Given exercise. Reproduce the passage on Sultan Barsbay and the Meccan sharifs word for word, in full.

By 833/1429-30, then, only four years after Barakat's accession as the ruler of Mecca, he had attained the submission of his brothers by conceding to them a share of the commercial revenue obtained in Jedda. Barsbay had come to realize that the stability of the Hijaz and his access to the transit trade depended on the Meccan sharif's autonomy and control of factions in the Hijaz. His claim to the exclusive right to engage in the pepper trade in 835/1431-32 is thus an apparent effort to compensate for his fiscal losses to the Meccans.

In this year Barsbay's claim of authority in the Hijaz changed dramatically. At the beginning of his reign, he, as had his predecessors, had declared himself to be "the Servitor of the Two Noble Sanctuaries." (87) By adopting this title, the sultan guaranteed the security of the Holy Cities during the pilgrimage and endowed himself with the status of the paramount Muslim ruler. He likewise listed suzerainty over the Hijaz in the foundation inscription of his khanqah outside of Cairo in Dhu al-Hijjah 835 (30 July-27 August 1432) when he styled himself "Ruler of the Hijazi Territories." (88) While this document has been regarded as evidence that the Meccan amirate was by this time "a Mamluk province," (89) the actual relationship between the sultan and the sharif was not technically that of suzerain and subject. The inscription nevertheless implied that, rather than being autonomous territory, Mecca and its hinterland fell under Mamluk sovereignty. Its purpose was to lend some political legitimacy to the sultan's desperate attempts to exploit the transit trade.

Data listing.
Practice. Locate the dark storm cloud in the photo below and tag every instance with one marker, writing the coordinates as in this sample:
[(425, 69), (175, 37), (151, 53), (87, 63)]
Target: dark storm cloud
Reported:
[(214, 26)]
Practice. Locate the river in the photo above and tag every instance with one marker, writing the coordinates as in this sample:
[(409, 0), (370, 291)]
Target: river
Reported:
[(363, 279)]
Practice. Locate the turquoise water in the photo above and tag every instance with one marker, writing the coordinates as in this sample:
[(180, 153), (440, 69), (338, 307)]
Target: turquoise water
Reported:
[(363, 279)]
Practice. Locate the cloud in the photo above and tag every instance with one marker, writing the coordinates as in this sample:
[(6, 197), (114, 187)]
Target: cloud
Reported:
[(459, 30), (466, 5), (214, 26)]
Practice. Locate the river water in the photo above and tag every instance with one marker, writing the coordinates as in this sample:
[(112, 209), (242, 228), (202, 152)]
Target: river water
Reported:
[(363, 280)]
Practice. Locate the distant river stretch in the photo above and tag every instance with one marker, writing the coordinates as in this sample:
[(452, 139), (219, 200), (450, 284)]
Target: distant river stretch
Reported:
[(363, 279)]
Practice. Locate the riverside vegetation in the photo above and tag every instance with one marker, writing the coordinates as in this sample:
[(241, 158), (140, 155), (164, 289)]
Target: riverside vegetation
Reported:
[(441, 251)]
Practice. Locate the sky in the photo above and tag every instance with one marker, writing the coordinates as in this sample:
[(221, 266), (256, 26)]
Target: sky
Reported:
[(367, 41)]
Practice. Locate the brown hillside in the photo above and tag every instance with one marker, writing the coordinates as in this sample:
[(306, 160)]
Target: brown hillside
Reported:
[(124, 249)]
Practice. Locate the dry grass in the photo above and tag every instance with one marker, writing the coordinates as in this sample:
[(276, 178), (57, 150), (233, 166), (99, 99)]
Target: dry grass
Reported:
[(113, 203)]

Task result.
By 833/1429-30, then, only four years after Barakat's accession as the ruler of Mecca, he had attained the submission of his brothers by conceding to them a share of the commercial revenue obtained in Jedda. Barsbay had come to realize that the stability of the Hijaz and his access to the transit trade depended on the Meccan sharif's autonomy and control of factions in the Hijaz. His claim to the exclusive right to engage in the pepper trade in 835/1431-32 is thus an apparent effort to compensate for his fiscal losses to the Meccans.

In this year Barsbay's claim of authority in the Hijaz changed dramatically. At the beginning of his reign, he, as had his predecessors, had declared himself to be "the Servitor of the Two Noble Sanctuaries." (87) By adopting this title, the sultan guaranteed the security of the Holy Cities during the pilgrimage and endowed himself with the status of the paramount Muslim ruler. He likewise listed suzerainty over the Hijaz in the foundation inscription of his khanqah outside of Cairo in Dhu al-Hijjah 835 (30 July-27 August 1432) when he styled himself "Ruler of the Hijazi Territories." (88) While this document has been regarded as evidence that the Meccan amirate was by this time "a Mamluk province," (89) the actual relationship between the sultan and the sharif was not technically that of suzerain and subject. The inscription nevertheless implied that, rather than being autonomous territory, Mecca and its hinterland fell under Mamluk sovereignty. Its purpose was to lend some political legitimacy to the sultan's desperate attempts to exploit the transit trade.